=== What is being asked ===
How many lines of the records below contain the word "sofa"? Reply with the number alone.

=== Excerpted data ===
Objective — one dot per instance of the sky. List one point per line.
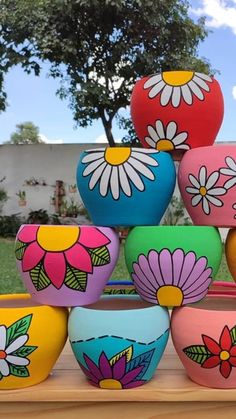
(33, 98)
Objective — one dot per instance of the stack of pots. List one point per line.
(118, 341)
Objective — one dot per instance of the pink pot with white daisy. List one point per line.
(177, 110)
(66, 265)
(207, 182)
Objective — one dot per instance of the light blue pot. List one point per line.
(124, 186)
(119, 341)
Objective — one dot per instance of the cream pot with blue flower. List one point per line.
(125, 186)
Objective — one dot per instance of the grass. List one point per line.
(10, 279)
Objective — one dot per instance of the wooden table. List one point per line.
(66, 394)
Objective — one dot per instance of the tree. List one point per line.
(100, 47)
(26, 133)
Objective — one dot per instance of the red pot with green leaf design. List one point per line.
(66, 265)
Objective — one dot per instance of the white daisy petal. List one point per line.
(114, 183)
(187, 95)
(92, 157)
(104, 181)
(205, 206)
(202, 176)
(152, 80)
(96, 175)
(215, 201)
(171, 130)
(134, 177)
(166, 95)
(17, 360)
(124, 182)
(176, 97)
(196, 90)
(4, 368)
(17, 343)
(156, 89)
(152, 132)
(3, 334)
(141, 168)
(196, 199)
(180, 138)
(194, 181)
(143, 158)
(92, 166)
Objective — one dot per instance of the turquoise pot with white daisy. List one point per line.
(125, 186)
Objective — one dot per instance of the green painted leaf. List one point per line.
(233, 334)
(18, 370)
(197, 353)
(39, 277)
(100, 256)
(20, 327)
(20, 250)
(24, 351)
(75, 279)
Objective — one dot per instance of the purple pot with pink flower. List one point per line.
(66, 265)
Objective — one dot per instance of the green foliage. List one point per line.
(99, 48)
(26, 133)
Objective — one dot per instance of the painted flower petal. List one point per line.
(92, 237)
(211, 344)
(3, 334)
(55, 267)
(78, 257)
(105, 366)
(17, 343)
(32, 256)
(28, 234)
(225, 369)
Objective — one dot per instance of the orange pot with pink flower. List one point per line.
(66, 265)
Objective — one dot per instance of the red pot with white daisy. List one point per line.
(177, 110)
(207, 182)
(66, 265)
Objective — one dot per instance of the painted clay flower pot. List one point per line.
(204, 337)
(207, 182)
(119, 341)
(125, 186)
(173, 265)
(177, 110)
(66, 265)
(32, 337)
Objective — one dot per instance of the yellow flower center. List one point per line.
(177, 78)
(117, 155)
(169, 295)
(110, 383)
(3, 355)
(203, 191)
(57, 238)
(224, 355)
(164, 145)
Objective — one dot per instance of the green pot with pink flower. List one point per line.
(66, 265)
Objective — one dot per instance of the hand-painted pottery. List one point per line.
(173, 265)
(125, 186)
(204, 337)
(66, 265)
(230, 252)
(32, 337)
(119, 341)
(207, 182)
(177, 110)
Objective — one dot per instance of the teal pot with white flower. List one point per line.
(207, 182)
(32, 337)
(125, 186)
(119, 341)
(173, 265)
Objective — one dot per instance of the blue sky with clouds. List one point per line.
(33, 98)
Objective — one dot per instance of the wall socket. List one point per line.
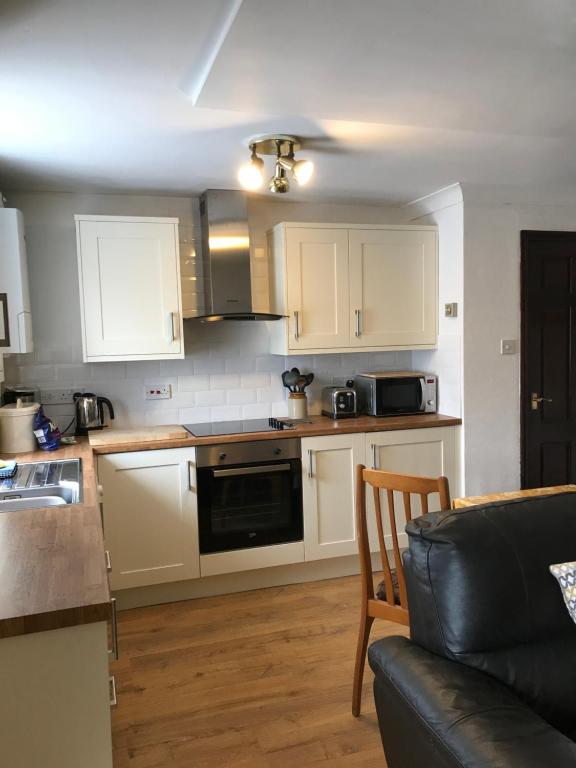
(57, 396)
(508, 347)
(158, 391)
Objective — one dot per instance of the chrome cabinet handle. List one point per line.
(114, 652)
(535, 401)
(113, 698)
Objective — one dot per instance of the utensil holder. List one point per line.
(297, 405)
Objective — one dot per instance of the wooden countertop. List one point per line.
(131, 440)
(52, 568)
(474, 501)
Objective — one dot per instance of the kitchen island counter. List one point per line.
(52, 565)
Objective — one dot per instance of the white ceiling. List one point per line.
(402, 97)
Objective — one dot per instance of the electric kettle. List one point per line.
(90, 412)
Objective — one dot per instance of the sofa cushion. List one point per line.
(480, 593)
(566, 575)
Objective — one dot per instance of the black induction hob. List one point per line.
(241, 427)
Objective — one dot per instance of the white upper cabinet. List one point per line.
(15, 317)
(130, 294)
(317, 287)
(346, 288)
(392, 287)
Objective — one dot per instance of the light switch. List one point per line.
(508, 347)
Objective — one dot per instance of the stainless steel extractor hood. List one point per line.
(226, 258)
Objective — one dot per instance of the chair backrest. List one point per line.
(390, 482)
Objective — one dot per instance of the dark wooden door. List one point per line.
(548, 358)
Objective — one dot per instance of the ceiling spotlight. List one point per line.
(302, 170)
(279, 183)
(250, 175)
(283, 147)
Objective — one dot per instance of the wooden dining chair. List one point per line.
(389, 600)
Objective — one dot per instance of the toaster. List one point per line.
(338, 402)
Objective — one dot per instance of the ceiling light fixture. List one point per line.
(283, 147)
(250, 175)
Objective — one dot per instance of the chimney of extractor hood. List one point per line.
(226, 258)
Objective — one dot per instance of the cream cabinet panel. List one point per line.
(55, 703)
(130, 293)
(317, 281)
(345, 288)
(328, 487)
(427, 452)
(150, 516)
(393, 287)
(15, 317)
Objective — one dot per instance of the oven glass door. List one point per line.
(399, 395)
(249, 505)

---

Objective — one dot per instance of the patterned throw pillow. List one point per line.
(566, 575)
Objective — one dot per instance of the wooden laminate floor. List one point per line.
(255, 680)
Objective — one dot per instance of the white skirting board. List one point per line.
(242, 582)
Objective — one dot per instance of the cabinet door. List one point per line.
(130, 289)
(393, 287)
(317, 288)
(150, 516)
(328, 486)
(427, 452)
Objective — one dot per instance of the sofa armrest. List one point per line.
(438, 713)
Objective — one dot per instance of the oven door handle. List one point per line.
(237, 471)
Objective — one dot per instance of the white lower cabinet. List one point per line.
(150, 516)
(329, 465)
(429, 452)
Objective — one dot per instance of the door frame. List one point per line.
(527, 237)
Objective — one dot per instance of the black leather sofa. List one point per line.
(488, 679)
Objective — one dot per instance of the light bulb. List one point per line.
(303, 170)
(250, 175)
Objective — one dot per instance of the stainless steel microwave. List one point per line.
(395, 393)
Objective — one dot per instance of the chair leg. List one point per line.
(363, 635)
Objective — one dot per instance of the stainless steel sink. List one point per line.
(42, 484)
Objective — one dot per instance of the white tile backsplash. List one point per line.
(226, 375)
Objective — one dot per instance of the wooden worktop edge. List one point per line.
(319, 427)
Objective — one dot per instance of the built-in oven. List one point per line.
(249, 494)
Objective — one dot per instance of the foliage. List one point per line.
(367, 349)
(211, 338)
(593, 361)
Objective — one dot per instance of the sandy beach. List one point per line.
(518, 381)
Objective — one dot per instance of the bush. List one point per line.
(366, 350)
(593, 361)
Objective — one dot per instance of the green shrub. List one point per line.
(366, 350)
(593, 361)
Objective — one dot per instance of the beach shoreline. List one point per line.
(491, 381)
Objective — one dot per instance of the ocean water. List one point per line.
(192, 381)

---

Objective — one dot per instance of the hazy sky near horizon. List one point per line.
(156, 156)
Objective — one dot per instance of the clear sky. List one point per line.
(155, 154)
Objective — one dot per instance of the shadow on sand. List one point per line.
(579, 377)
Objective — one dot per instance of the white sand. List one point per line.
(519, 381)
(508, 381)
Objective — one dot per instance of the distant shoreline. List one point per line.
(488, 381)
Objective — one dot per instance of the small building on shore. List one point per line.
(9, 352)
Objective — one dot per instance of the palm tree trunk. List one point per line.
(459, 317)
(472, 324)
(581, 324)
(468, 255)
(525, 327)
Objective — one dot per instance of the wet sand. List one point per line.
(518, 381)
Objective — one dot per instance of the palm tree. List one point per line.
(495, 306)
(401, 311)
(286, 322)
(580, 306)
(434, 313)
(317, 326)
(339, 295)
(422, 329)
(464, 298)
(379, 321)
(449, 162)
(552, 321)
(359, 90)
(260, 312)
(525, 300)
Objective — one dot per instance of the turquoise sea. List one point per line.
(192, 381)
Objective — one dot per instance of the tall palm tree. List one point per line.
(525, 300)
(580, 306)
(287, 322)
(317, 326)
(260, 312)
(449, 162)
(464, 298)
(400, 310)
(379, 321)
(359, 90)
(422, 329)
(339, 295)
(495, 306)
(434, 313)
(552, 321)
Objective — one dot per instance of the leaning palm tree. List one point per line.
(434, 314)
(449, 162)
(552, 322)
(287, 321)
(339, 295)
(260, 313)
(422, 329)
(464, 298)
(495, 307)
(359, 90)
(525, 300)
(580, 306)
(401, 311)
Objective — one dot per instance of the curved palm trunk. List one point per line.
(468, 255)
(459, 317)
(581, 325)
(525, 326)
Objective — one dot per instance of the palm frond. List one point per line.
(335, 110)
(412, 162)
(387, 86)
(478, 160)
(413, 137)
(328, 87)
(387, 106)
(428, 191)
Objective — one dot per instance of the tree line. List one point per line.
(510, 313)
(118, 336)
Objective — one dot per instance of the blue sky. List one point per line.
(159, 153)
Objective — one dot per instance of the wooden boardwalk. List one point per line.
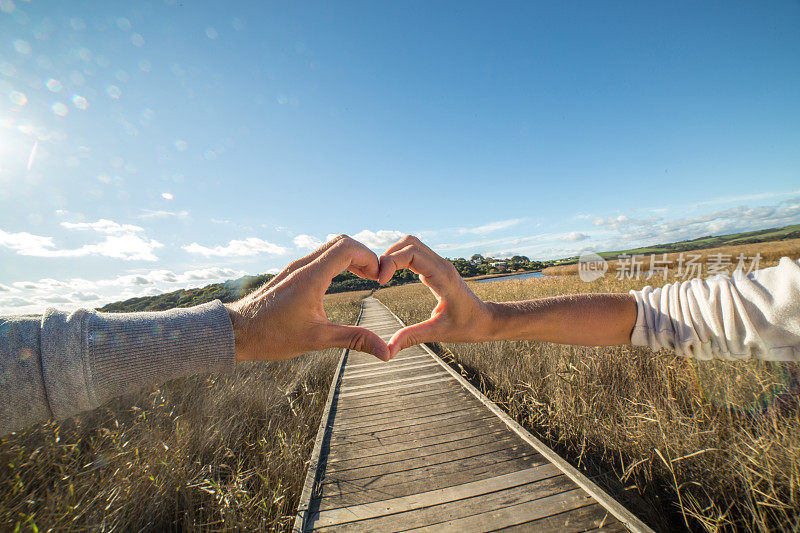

=== Output ===
3